**What you are asked to do:** Copy out everything in the listing below, from the line containing "Spot the green" down to the line containing "(1118, 650)", both of those lines included, without changing anything.

**Information supplied:**
-- begin --
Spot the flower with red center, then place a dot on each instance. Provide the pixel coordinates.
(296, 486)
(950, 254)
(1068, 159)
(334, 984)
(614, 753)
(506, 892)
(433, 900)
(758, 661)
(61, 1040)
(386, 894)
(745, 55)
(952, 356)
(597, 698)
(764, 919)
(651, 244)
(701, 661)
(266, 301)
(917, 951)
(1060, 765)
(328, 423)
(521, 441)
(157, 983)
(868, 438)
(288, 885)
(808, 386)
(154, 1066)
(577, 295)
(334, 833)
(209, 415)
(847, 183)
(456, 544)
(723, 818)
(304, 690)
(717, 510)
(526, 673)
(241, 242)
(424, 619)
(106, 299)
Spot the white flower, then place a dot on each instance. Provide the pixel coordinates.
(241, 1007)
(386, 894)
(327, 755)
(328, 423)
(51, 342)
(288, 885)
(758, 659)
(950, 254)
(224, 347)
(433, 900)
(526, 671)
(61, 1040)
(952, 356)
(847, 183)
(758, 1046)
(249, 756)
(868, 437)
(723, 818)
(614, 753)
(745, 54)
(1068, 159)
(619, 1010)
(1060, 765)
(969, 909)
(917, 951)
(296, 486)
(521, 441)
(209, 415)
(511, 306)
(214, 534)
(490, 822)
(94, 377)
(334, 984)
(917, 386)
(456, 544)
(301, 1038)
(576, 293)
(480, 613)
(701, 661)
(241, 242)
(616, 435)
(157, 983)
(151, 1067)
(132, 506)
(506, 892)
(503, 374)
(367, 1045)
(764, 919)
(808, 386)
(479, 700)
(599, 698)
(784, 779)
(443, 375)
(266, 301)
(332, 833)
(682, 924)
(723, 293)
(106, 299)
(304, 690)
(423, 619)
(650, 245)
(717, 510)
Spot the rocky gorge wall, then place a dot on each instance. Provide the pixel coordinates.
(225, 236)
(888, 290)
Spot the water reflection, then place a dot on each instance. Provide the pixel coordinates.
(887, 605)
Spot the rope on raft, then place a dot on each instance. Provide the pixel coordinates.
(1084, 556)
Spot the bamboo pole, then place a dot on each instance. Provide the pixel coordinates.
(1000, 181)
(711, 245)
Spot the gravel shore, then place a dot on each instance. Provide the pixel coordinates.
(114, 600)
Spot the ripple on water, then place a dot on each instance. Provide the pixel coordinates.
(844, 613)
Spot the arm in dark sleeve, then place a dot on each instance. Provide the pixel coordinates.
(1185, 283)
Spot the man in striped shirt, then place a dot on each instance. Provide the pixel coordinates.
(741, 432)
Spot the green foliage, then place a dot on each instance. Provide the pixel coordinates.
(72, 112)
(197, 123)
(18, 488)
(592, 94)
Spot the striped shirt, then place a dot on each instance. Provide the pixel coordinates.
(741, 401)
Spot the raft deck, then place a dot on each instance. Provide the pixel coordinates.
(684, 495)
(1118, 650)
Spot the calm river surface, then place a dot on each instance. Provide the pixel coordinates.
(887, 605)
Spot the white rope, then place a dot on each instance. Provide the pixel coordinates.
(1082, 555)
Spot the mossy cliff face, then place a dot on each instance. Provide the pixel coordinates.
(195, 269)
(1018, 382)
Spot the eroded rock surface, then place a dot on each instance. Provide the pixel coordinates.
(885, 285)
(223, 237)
-- end --
**Written answer:**
Spot the green foliage, then place a dot on each instance. Provide the pixel coordinates.
(72, 112)
(197, 123)
(18, 488)
(592, 94)
Spot the striped shirt, then place a dot on each instance. Provide the pixel coordinates.
(741, 401)
Spot the raft deck, then place a dot on each instance. Provide the pixel coordinates.
(684, 495)
(1118, 650)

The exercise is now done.